## Work to complete
(A) In the ministry reflection, how many years has the writer served God's church?
(B) Does each statement agree with the ministry reflection? (i) Doctors at Duke University confirmed that the writer had scoliosis. (ii) The spinal abnormalities were discovered during an emergency visit. (iii) Spinal fusion surgery would be the only option if the condition didn't improve within 6 months. Answer yes or no for each, quoting the deciding words.
---------- Quoted passage
More Than Sundays
I can barely fathom that I have been in ministry for more than half of my adult life. I’ve had the amazing opportunity to serve God’s church for 20 years. God has allowed me to sit and watch His Spirit call people from death to life more time than I can count. I’ve watched as young men and women have grown in their faith as they’re being used by God in all corners of the planet. It has been a great honor to serve the church for all these years.
There’s story after story of what God has done as I have served the church for these two decades, but there are also just as many stories where God has used the church to bless me and grow me. One of the greatest earthly gifts of my life has been the church. It has been there with me in some of the most difficult times of my life to weep with me, pray with me and love me.
Four months after God called me from death to life, doctors found abnormalities in my spine at a routine physical. Two weeks later, doctors at Duke University confirmed that I had scoliosis. I was told that if my situation didn’t improve in the next 6 months, spinal fusion surgery would be the only course of action they could take. Obviously, I was devastated. That surgery would reset the way I did everything with my feet and I would literally have to relearn how to do life.
--------------------
---------- Records
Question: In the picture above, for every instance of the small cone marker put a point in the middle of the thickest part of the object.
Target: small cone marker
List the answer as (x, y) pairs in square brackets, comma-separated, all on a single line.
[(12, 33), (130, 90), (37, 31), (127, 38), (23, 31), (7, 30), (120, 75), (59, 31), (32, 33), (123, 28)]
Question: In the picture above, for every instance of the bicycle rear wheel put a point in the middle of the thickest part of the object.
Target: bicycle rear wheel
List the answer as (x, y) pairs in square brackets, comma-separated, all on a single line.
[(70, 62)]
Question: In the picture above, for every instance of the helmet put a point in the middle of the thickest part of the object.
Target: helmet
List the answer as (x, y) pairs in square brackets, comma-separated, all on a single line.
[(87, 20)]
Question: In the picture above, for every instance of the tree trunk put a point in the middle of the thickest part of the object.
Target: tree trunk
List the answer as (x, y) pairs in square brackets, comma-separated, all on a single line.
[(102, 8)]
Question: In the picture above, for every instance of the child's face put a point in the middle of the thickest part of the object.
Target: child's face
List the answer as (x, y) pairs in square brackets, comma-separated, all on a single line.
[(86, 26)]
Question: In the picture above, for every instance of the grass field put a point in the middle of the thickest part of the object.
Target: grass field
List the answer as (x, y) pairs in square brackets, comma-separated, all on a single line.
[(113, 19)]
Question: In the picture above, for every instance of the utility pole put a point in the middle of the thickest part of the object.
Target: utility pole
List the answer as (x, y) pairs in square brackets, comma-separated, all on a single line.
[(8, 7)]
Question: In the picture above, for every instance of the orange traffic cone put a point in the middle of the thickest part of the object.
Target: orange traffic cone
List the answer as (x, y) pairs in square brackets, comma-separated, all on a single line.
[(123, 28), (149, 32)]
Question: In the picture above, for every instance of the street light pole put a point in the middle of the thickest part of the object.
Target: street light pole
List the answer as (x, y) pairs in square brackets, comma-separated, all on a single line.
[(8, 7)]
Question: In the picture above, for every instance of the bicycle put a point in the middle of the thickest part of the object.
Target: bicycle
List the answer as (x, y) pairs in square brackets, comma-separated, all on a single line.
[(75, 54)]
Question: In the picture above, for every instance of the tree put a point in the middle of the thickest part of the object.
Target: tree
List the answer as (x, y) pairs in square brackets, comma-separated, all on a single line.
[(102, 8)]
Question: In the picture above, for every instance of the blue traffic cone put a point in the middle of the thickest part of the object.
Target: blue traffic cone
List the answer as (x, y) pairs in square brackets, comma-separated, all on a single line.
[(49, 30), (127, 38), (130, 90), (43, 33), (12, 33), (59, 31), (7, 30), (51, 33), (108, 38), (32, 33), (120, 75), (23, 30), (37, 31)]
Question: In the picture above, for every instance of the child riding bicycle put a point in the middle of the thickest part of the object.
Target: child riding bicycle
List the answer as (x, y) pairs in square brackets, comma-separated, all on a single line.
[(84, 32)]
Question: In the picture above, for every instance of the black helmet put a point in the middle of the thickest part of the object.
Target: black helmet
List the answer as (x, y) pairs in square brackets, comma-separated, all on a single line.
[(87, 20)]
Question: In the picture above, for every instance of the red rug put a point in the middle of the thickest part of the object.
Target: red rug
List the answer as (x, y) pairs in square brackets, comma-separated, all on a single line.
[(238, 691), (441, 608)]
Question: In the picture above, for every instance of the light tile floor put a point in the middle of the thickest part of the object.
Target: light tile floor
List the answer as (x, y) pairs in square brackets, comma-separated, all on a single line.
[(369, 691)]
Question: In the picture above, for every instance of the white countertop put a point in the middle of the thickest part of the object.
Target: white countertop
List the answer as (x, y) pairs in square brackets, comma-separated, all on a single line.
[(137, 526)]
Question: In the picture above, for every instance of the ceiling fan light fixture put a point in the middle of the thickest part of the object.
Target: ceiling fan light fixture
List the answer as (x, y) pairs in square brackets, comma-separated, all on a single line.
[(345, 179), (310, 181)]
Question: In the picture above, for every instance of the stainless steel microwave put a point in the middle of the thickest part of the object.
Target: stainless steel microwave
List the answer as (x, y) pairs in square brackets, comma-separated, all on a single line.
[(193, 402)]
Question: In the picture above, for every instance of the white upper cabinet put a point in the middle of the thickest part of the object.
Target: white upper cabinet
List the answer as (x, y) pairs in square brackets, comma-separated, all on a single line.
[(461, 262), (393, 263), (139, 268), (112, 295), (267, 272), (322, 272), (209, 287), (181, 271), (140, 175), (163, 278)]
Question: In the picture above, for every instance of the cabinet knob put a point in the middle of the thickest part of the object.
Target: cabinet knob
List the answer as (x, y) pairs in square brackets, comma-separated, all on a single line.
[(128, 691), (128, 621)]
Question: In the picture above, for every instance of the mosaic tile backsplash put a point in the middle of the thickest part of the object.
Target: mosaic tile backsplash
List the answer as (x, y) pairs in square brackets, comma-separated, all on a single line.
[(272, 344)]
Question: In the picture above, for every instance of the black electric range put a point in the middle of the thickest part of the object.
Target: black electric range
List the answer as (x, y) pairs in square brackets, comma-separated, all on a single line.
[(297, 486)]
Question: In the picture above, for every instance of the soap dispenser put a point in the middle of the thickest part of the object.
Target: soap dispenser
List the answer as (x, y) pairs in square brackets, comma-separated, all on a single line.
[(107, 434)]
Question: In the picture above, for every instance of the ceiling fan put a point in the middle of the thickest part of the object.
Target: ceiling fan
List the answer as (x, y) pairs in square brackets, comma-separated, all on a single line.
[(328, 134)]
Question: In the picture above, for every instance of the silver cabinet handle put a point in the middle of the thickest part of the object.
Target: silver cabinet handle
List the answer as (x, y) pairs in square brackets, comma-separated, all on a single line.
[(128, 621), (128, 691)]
--------------------
## Results
(A) 20 years.

(B)
(i) Yes: "Two weeks later, doctors at Duke University confirmed that I had scoliosis."
(ii) No: "doctors found abnormalities in my spine at a routine physical."
(iii) Yes: "if my situation didn’t improve in the next 6 months, spinal fusion surgery would be the only course of action they could take."